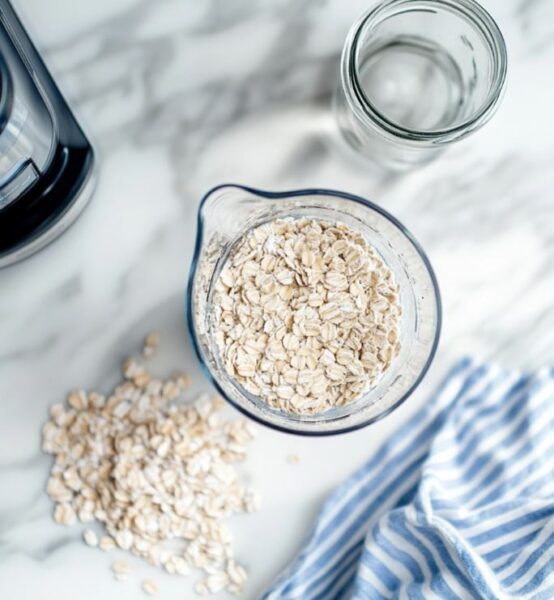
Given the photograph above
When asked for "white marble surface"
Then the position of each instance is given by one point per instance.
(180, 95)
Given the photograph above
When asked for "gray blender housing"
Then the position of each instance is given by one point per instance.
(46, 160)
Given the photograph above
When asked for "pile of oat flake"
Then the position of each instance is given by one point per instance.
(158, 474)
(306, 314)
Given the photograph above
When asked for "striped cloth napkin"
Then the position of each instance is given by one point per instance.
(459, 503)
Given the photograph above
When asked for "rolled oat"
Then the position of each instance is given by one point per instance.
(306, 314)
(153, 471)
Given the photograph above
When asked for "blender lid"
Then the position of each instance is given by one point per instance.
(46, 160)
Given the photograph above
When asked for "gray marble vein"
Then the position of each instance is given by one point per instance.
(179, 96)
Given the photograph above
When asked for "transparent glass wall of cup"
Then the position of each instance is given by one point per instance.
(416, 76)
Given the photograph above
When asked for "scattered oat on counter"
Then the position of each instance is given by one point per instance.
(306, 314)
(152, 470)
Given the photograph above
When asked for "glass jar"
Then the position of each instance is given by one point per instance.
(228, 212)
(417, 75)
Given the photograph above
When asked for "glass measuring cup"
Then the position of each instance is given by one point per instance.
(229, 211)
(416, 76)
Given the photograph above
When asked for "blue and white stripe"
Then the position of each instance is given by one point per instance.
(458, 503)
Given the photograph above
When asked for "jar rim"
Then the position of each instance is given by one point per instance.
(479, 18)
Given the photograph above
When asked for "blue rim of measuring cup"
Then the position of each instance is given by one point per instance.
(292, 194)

__________

INSTRUCTIONS FOR THE TASK: The pictures stay out; everything else in the records above must be repeated exactly.

ANSWER BOX:
Given the photograph above
When asked for "white marble surface"
Then the position of each instance is given by one point per instance.
(180, 95)
Given the photograph above
When asked for "gray blender housing"
Then the position of each instance is given by one point per instance.
(46, 160)
Given the photograph above
When asked for "pile of oat flake"
Then the position of each instance is given by one point per instance.
(158, 474)
(306, 314)
Given the photograph above
When asked for "striped cloth napkin"
Then the position of each instance is given by one point per instance.
(459, 503)
Given the photograph above
When asked for "rolled oat"
Then the position of each instance is given by one point per instance.
(306, 314)
(153, 471)
Given the photograph above
When asked for "blender lid"
Then the position of each instance is given by one point per instance.
(46, 160)
Given the photograph above
When asked for "gray marble vein"
Then the position of each instance is given by one point per instance.
(179, 96)
Given the photograph above
When asked for "transparent glass wall of cup"
Then the position of each instance is given by one point per instance.
(416, 76)
Given the photograph above
When asked for "scattered oat on counter"
Then the position of each instance is given by one point per instance.
(306, 314)
(152, 470)
Given the photograph above
When asked for "glass jar"
Then the position of each instance is given by one point per instance.
(228, 212)
(417, 75)
Given the photograph above
When asked for "glass measuring cup"
Then the position of each instance is given by one point per instance.
(229, 211)
(416, 76)
Given the photograph above
When asked for "blue and white stripe"
Then the position of each instance is given by one point per instance.
(458, 503)
Given the photograph above
When asked for "jar rim"
Then the position of each instance is given by one point per instance.
(479, 18)
Given the photograph above
When asked for "blue rim of measuring cup"
Then the position of each instance is given by one point per instance.
(292, 194)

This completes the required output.